Exercise aim
Using the coil passage below, decide whether each statement agrees with it, and give yes or no for each along with the deciding words quoted from the passage. 1. The base of coil lead plate 3b is generally made from a polyimide tape or a glass fiber reinforced epoxy plate. 2. Shield plate 34 is fixed to main plate 1 by shield plate screw pin 33. 3. Coil lead plate 3b is fixed to coil frame 3c.

Passage shown

+===+

Referring specifically to FIG. 8, coil 3 includes core 3a, coil lead plate 3b and a coil frame 3c. Coil lead plate 3b is formed from patterns of copper foil on a base which is generally formed from a polyimide tape or a glass fiber reinforced epoxy plate and is fixed to core 3a. A shield plate 34 which includes a first shield plate bushing A 34a and a second shield plate bushing B 34b mounted thereto is guided by shield plate screw pin 33 and bushings A and B (34a and 34b) and is fixed to main plate 1 by a fixing screw 35. Coil lead plate 3b is formed with an escape hole 3b' so that bushing cap A 34a directly holds core 3a therethrough.

+===+

Records provided
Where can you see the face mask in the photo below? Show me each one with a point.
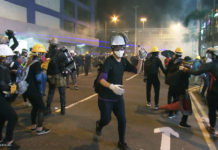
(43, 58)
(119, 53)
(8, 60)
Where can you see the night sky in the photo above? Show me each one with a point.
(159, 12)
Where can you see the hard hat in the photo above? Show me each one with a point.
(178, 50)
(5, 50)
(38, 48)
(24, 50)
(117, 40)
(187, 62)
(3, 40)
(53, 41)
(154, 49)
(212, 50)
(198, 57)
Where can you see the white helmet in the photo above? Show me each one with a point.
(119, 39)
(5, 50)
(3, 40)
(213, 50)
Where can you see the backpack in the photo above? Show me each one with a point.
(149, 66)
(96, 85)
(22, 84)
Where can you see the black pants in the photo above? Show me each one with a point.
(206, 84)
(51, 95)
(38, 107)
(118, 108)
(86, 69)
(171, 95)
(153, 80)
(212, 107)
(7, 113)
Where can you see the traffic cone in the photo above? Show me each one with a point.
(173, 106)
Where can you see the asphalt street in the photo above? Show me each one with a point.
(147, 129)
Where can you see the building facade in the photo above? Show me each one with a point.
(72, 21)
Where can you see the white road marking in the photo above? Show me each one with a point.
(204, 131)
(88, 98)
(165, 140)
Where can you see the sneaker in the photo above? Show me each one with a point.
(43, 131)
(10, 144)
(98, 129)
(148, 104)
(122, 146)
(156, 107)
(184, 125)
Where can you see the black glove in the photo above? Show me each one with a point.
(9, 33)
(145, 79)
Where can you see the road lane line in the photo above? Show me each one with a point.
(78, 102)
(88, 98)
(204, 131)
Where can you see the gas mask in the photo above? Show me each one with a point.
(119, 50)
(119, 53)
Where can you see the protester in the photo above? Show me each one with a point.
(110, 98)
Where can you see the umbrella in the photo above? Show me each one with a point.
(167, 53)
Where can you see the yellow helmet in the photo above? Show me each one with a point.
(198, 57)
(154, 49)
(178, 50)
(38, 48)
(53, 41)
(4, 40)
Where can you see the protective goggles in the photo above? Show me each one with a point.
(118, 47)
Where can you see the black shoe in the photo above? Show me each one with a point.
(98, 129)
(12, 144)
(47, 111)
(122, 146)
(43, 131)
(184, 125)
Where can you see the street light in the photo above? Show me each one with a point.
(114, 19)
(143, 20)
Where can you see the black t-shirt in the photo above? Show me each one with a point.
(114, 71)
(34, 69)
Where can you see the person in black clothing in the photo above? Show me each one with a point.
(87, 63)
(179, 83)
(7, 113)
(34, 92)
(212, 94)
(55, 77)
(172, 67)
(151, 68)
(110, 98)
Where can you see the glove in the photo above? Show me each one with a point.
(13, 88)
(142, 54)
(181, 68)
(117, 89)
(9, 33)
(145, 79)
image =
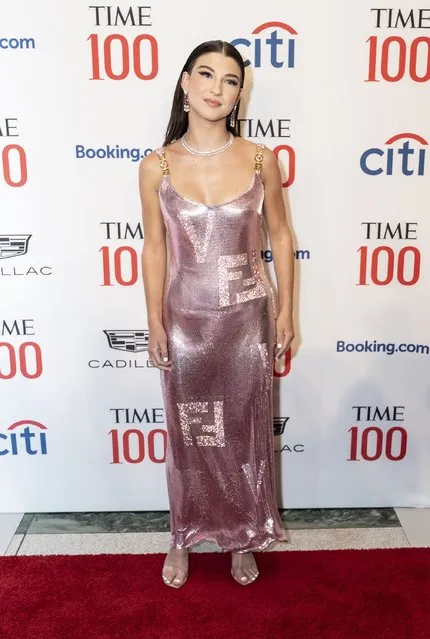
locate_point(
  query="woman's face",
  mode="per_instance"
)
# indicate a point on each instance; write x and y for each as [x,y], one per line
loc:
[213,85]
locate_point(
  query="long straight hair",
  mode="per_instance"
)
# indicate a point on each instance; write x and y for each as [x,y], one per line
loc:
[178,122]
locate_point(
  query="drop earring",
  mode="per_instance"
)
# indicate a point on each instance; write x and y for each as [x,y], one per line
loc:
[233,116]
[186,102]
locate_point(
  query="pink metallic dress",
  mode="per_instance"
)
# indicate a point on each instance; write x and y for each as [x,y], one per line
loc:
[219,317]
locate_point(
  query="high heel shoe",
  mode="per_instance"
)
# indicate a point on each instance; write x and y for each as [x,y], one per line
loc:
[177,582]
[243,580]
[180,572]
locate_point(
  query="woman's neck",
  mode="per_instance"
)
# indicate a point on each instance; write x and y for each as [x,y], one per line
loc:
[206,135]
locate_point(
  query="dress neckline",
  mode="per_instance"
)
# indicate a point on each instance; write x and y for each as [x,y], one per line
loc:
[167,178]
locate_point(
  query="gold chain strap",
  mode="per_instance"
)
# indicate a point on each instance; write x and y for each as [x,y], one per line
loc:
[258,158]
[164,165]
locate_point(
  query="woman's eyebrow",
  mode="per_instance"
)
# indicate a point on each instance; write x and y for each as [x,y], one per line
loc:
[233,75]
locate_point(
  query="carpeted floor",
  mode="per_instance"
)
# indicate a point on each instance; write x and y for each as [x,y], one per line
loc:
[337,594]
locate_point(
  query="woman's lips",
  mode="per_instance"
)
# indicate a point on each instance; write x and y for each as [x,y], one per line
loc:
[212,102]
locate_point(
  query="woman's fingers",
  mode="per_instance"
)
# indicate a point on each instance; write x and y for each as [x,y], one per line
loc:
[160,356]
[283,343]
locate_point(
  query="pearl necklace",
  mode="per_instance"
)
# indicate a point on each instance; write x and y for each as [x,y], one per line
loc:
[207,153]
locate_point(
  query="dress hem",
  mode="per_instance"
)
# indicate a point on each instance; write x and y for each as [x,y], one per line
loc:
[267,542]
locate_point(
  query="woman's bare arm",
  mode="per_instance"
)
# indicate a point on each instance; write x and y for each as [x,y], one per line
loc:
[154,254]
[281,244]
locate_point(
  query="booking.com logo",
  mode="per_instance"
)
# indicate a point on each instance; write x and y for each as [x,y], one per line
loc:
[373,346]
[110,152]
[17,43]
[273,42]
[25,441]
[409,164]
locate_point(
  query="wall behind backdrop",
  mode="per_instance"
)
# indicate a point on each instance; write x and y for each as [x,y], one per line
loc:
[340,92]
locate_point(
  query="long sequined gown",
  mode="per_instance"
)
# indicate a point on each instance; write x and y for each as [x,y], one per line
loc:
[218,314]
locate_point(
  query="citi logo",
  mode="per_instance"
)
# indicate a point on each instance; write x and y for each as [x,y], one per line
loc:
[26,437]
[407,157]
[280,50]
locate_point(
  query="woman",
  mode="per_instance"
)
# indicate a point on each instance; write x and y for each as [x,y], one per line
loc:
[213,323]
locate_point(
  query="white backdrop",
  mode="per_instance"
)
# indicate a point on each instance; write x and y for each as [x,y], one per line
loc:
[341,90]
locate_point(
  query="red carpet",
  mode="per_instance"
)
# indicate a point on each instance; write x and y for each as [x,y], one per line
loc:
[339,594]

+===+

Task answer
1. Yes: "a base which is generally formed from a polyimide tape or a glass fiber reinforced epoxy plate"
2. No: "is fixed to main plate 1 by a fixing screw 35"
3. No: "is fixed to core 3a"